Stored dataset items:
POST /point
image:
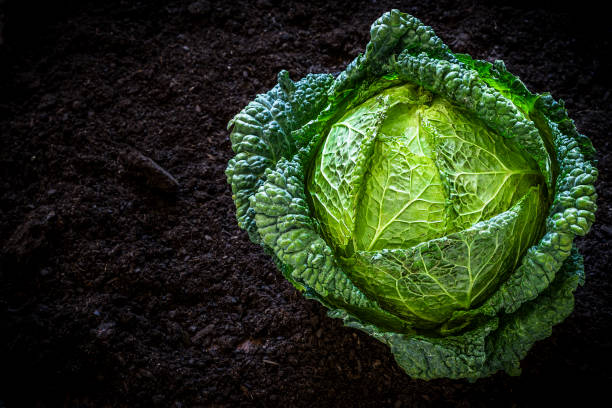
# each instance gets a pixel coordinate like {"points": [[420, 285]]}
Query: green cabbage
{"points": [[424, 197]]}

---

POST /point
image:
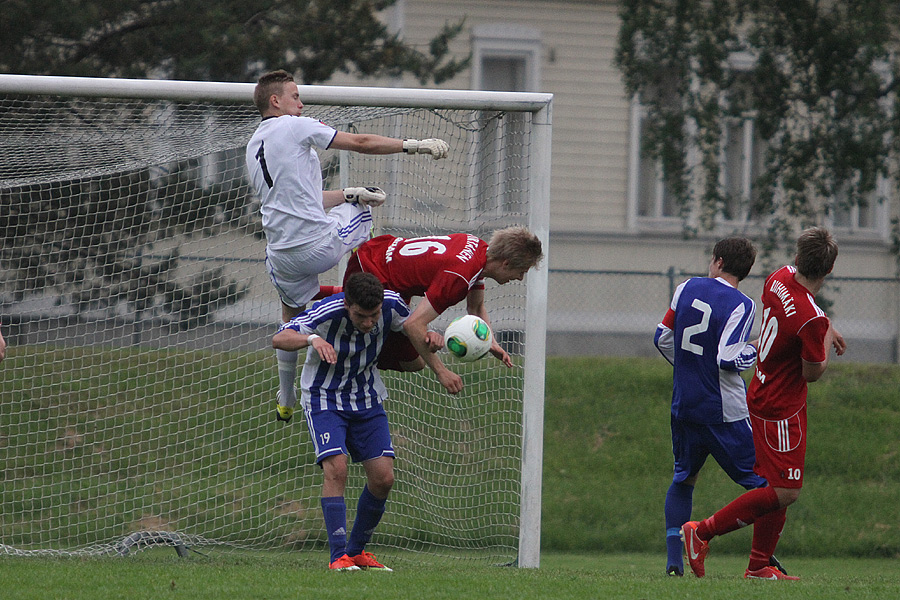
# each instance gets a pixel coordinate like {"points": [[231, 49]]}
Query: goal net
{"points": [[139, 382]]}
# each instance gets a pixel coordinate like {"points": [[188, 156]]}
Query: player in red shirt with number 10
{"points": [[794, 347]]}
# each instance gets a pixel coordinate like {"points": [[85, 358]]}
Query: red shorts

> Exercise: Pull out every line of the data above that contains the string "like", treating uppercase and lowercase as different.

> Result below:
# each instance gets a pixel coordinate like {"points": [[420, 285]]}
# each instance gets a pixel coordinate like {"points": [[231, 49]]}
# each instance gets a pixel coordinate like {"points": [[188, 156]]}
# each instance gets a pixel coordinate like {"points": [[85, 358]]}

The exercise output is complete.